● Requirements
Swap every occurrence of "disc" in the data below for "circle". Reproduce the data with all other wording unchanged.

+ + + +

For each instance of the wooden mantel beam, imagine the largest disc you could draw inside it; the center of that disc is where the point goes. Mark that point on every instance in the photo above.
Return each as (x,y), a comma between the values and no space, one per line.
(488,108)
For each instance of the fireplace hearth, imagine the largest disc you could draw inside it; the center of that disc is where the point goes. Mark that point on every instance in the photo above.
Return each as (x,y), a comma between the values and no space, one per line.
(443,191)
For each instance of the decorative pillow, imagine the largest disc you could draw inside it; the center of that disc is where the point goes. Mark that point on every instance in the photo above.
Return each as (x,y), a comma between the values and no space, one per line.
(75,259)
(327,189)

+ + + +

● Reply to the task
For each instance of the wooden mantel beam, imagine the largest circle you could draw inside it; the center of that circle is where the point goes. Mark that point on every instance in the photo above.
Return each as (x,y), a comma between the values and no space, one per line.
(488,108)
For each instance of the fireplace hearth, imagine the largest circle you could draw inside it; the center of that circle is where the point goes. Mark that point on every instance in the photo above.
Return each as (x,y), a comma between the values and no space, one per line.
(443,191)
For each instance of the decorative pillow, imagine the largest circle you could draw inside it; the center of that circle is where the point goes. Mark that point on every instance in the photo above.
Return each as (x,y), a comma between the values and no space, one per line.
(75,259)
(327,189)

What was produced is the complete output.